* _SUPPLIED RECORDS_

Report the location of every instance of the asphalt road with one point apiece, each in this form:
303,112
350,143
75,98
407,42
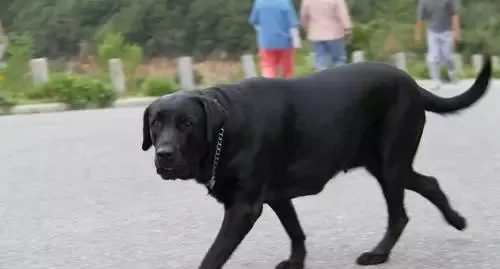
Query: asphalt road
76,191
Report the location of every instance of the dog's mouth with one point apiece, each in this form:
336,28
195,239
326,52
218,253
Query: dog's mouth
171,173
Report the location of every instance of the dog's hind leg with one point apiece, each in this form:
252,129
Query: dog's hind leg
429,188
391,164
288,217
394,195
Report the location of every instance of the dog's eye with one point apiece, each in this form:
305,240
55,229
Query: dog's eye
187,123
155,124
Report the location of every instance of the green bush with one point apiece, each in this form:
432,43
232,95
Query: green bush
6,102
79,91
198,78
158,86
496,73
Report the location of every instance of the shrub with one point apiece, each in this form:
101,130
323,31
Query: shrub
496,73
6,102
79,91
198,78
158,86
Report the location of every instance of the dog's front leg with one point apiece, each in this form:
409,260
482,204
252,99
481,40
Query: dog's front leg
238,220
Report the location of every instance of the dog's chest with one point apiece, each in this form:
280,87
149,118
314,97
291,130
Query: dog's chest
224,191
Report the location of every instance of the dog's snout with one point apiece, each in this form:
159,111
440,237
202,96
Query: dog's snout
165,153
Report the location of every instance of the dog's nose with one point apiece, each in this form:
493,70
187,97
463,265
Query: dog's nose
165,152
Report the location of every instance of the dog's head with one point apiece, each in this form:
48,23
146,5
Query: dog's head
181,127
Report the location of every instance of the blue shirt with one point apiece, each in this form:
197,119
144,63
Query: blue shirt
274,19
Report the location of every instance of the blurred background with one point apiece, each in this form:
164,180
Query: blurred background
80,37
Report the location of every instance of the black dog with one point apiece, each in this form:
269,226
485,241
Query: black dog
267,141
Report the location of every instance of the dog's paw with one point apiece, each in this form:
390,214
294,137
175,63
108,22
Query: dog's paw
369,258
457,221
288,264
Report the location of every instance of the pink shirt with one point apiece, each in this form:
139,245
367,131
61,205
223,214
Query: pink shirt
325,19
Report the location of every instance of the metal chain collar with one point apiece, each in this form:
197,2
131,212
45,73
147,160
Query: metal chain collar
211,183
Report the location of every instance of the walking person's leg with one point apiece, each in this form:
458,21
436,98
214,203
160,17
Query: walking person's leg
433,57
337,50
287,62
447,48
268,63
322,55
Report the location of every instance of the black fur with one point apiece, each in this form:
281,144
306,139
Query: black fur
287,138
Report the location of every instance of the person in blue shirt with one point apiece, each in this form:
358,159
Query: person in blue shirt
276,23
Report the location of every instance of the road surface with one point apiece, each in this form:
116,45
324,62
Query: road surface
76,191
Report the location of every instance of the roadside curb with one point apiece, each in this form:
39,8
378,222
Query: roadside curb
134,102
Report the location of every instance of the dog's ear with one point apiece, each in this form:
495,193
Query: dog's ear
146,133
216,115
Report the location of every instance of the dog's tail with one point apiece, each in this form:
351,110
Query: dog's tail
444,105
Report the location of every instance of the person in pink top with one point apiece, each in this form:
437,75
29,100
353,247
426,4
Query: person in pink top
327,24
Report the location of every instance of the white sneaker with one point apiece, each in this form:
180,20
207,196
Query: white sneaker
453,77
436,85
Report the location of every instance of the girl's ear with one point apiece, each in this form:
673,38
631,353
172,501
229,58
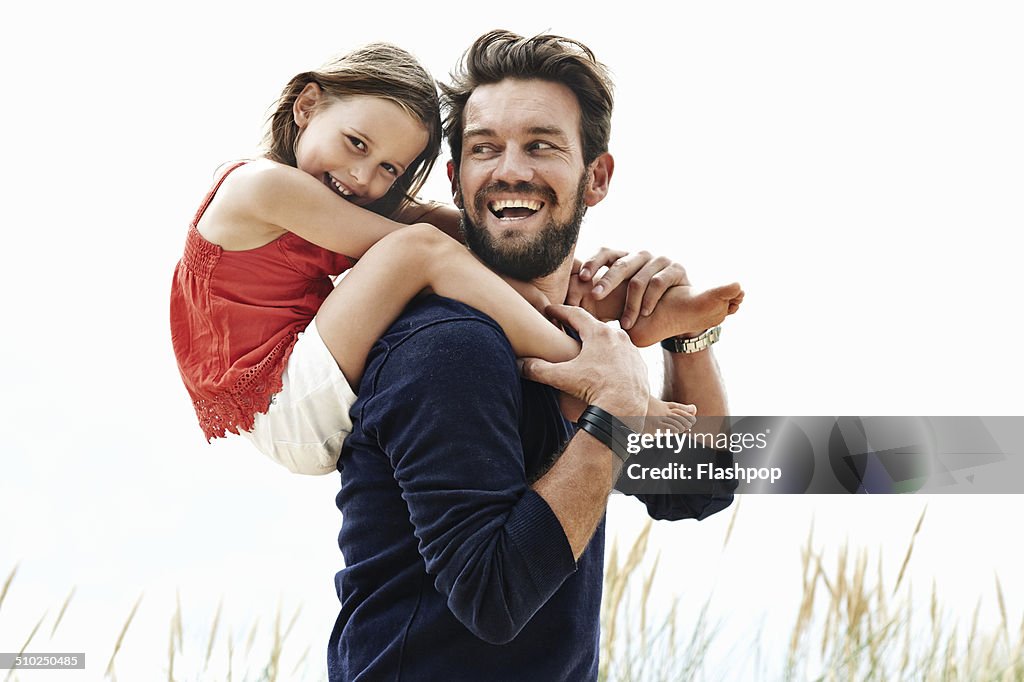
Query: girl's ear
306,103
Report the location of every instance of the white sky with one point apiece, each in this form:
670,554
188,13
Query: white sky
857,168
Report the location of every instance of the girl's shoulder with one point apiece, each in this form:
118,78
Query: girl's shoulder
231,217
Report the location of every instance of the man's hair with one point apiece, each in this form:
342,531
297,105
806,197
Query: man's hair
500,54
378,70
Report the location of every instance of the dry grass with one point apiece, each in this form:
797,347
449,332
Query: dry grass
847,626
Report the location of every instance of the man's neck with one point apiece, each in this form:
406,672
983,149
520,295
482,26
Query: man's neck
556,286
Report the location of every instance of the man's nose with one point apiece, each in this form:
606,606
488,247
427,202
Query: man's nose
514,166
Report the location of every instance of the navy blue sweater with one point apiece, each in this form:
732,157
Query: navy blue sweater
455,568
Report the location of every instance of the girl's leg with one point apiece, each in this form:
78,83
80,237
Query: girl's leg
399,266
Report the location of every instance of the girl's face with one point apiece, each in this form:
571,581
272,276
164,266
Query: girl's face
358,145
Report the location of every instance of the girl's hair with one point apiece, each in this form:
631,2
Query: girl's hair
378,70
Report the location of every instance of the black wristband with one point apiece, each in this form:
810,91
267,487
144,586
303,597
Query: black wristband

* _WORK INSTRUCTIONS_
Rewrite the listing above with every "instance" changed to "occurrence" and nothing else altered. Leave out the pictures.

* _REPLY_
Report the location of every occurrence of the asphalt road with one point apiece, each in this form:
303,112
350,143
75,98
407,42
Query: asphalt road
76,191
Report the location of every occurrence of the dog's mouth with one point apiece, each in this form:
336,28
195,239
326,52
218,253
Query: dog's mouth
171,173
Report the location of every occurrence of the dog's hind leg with one point apiece, each in this form:
252,129
Query: dog's hind leg
429,188
391,164
288,217
394,195
Report the location of every occurrence of the dog's eye with one point apiece, each in this form:
305,240
55,229
Query: dog's eye
187,123
155,124
Report the location of every occurrence of the green bush with one point apiece, each in this form:
432,43
232,95
Query: green bush
6,102
79,91
198,78
158,86
496,73
Report the location of every occurrence of the shrub with one point apiece, each in this form:
101,130
323,31
Query: shrub
496,73
6,102
79,91
198,78
158,86
Report the location of every occurrence of the dog's front leg with one point apiece, each in this form:
409,260
482,204
252,99
481,40
Query: dog's front leg
238,220
Report the location of every occurrence of the dog's chest with one point apiece, each in this form:
280,87
149,118
314,97
291,130
Query: dog's chest
224,191
Report the location of every occurrence of the dog's snout with one point apiece, each in this form:
159,111
440,237
202,96
Query: dog's snout
165,153
Report the location of every occurrence of the dog's nose with one point apiece, each in this form:
493,70
187,97
463,265
Query: dog's nose
165,152
Report the location of every occurrence of the dog's head with one point apiece, each in this form:
48,23
146,5
Query: dog's head
181,127
Report the location of every occurrence of the blue shirt with one point apiece, each in this form:
197,119
144,63
Query: blue shirt
274,19
Report the location of every occurrence of the blurred background with one point apiece, each in this form:
164,180
Query: blurred background
80,37
Report the location of every occurrence of the black dog with one point apiece, each in this form:
269,226
485,241
Query: black dog
267,141
Report the location of every occurrence of the dog's paw with one point apiece, each in this form:
390,214
294,137
175,63
108,22
Query: dog's paw
369,258
457,221
288,264
Report the location of every occurrence of the pink shirt with one point apiece, each in this form:
139,245
367,131
61,205
223,214
Query: pink shirt
325,19
Report the location of every occurrence of the metal chain collar with one point apiece, each in this form:
197,2
131,212
45,73
147,160
Query: metal chain collar
211,183
Report the location of every occurrence of the walking person's leg with one point apiece, each in this form:
458,21
436,98
214,203
160,17
Query: walking person's leg
433,57
337,50
287,62
447,48
268,63
322,55
Report the location of every occurrence of the black fur with one point apiece, each in this form:
281,144
306,139
Query: black fur
287,138
Report the location of every occurrence of the person in blue shirt with one point apiece, each in this form:
358,159
Query: person in blue shirt
276,23
Report the location of every occurrence of the road surface with one point apiece, each in this form:
116,45
324,62
Query: road surface
76,191
Report the location of every occurrence of the roadside curb with one point apiece, each in this form:
39,8
378,222
Query: roadside curb
134,102
Report the location of every occurrence of the dog's ear with one point apiece, each in this form:
495,193
Query: dog's ear
146,133
216,115
Report the location of every occurrence of the dog's tail with one point apiece, each in this form:
351,110
Query: dog's tail
444,105
Report the location of every occurrence of the person in pink top with one point apiece, each in this form:
437,75
29,100
353,247
426,4
Query: person in pink top
327,24
Report the location of every occurrence of the white sneaker with one point apiece, each in this form:
180,20
207,196
Query: white sneaker
453,77
436,85
Report the location of every occurrence of the girl's ear with one point apiece, each in this form:
673,38
631,353
172,501
229,58
Query: girl's ear
306,103
Report the location of every occurrence of the white sky with one point apiece, each in this form:
670,554
188,13
Query: white sky
857,168
Report the location of every occurrence of the girl's shoulder with one point apiece, each in this form:
118,78
Query: girl's shoulder
231,217
Report the location of every occurrence of the man's hair with one point apiece, each in this form:
342,531
297,105
806,197
Query: man's hair
500,54
378,70
Report the location of every occurrence of the dry grass with one point apiece, each in this form:
797,347
449,332
Query: dry grass
847,626
Report the location of every occurrence of the man's neck with one point apiece, each in this form:
406,672
983,149
520,295
482,26
Query: man's neck
556,286
Report the location of every occurrence of the man's nose with one point apiece, each in this form:
606,606
488,247
427,202
Query: man's nose
514,166
Report the location of every occurrence of the navy blue sweater with one point apiece, each in this form:
732,157
Query: navy blue sweater
455,568
Report the location of every occurrence of the girl's leg with one point apiece, each in this form:
78,83
80,237
Query: girl's leg
399,266
Report the location of every occurrence of the girl's face with one point apiece, each in this form:
571,581
272,276
164,266
Query: girl's face
358,145
Report the location of every occurrence of the girl's hair with one point apiece, each in this form:
631,2
Query: girl's hair
378,70
Report the location of every occurrence of the black wristband with one point apiece, each in this form:
810,91
267,487
144,586
303,597
Query: black wristband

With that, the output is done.